=== Material ===

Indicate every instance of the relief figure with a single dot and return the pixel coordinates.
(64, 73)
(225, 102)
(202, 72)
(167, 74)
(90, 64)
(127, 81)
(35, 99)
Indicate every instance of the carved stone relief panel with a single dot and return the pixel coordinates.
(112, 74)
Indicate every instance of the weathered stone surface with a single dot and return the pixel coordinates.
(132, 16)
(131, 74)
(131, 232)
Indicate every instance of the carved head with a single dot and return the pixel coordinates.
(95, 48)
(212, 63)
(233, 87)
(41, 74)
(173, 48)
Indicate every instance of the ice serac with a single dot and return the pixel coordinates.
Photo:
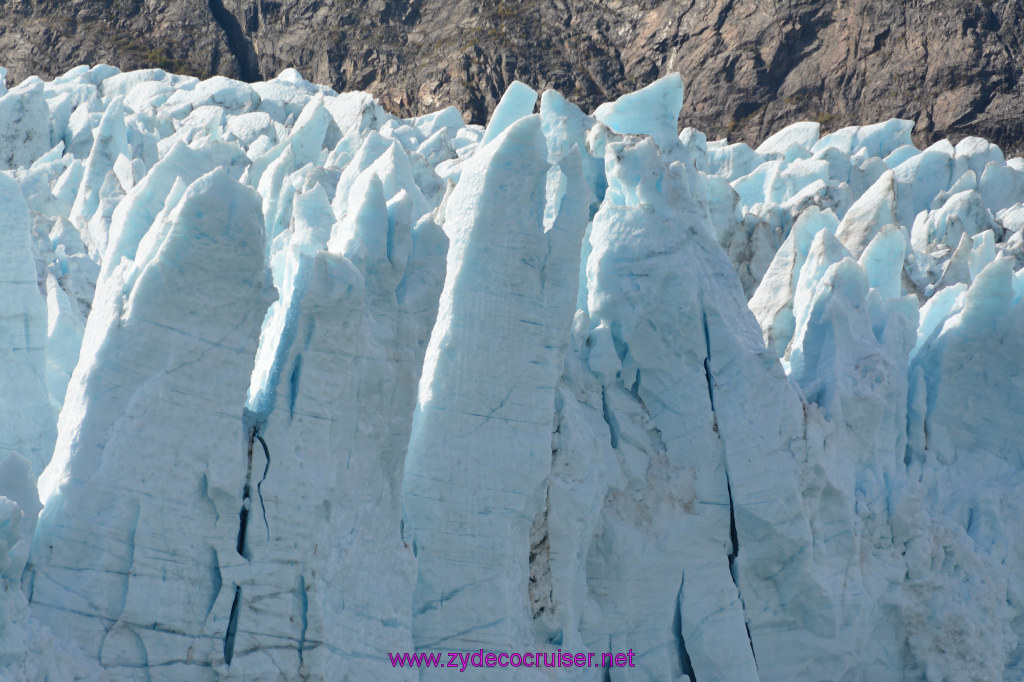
(658, 572)
(567, 431)
(480, 446)
(28, 422)
(134, 557)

===

> _Exercise requirements_: Reproduce the lines from the one containing "Indicate every instance of the ice" through the end of the lines, substituting "glacier block" for "ice serac" and leaving everything else unchanged. Omit the pictures from your answer.

> _Full response_:
Indicate every instance of the glacier block with a single dot and return the pixel coordinates.
Photo:
(658, 572)
(567, 431)
(480, 446)
(28, 422)
(134, 557)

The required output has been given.